Write out the listing below from the line containing "Category: succulent plant." to its last line, unaltered, ends included.
## start Records for processing
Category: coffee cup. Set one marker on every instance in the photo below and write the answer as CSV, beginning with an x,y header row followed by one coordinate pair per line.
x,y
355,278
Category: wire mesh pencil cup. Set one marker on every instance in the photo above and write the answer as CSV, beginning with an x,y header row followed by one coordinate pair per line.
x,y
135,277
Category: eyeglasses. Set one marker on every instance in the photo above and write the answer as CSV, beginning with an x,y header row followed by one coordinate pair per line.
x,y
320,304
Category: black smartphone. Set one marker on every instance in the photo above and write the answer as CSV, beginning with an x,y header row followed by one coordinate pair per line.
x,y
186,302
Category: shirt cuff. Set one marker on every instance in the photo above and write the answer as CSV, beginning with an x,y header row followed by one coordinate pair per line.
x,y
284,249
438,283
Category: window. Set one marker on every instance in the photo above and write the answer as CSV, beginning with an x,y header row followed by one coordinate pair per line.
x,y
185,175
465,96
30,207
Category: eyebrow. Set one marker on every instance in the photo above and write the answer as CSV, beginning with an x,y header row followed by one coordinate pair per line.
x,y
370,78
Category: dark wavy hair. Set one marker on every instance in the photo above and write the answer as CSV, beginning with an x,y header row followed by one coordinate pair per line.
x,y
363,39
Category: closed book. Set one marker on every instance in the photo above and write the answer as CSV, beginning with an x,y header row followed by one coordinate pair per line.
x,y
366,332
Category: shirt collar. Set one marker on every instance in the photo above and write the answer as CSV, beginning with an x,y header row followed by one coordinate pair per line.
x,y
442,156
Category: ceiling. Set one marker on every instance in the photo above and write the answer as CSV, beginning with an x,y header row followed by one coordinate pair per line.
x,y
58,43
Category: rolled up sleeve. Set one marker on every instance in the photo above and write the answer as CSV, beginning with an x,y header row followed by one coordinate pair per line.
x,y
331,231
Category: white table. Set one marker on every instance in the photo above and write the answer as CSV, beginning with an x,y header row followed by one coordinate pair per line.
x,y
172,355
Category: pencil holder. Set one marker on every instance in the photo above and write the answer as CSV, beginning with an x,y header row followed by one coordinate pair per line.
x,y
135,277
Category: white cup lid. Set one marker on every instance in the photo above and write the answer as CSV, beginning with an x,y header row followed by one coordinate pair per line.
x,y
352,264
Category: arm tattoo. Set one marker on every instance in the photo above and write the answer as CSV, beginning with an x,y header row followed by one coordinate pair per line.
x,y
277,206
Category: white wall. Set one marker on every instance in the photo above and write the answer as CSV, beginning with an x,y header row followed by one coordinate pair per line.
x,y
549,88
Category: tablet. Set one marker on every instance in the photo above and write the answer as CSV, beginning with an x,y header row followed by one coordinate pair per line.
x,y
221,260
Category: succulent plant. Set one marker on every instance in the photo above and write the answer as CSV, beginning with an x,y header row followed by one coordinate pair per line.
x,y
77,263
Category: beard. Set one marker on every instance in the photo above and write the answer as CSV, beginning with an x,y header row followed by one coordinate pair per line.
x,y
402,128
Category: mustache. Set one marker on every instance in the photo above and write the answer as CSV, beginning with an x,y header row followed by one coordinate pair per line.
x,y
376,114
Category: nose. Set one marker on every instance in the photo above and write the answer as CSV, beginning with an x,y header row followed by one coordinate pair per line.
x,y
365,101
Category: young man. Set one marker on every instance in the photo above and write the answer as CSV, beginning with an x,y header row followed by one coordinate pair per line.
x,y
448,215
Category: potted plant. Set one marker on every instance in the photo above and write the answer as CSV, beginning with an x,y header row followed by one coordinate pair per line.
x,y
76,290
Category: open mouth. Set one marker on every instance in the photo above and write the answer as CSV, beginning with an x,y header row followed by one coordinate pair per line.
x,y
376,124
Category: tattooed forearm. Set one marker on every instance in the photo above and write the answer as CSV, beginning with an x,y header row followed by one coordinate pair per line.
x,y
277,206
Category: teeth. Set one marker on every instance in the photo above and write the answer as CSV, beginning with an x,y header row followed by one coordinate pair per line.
## end Records for processing
__Worked answer__.
Category: succulent plant. Set one marker on every instance in the photo above and write the answer as CSV, beginning with an x,y header row followed by one coordinate pair per line.
x,y
77,263
Category: beard. Set one marker on every instance in the photo above and write the answer as CSV, beginning with an x,y header row followed by one coordinate pair per line.
x,y
402,128
Category: mustache. Set one marker on every instance in the photo above and write the answer as CSV, beginning with an x,y header row followed by one coordinate pair per line.
x,y
376,114
Category: nose. Set one marker on every instance in the photo above and write the answer as CSV, beginning with an x,y header row followed by one coordinate pair per line.
x,y
365,101
Category: young man. Set one marker on every instance in the photo above and write the answer as CSV, beginning with an x,y header row followed by one coordinate pair per line.
x,y
448,215
Category: potted plant. Set one marker on every instance in the photo above and write the answer as CSV, beginning with an x,y header row followed by one coordinate pair per line.
x,y
76,290
Category: open mouth. Set one marker on every instance in the photo above and write the answer as CSV, beginning with an x,y header row followed by one coordinate pair per line.
x,y
376,124
Category: tattooed forearm. Set one marker on every instance in the photo above and write the answer as CSV, beginning with an x,y header row followed by one coordinate pair per line.
x,y
277,206
Category: teeth. Set one marker on every instance in the photo above and write the answer as CSV, beginning with an x,y header row followed by one coordinate pair per line.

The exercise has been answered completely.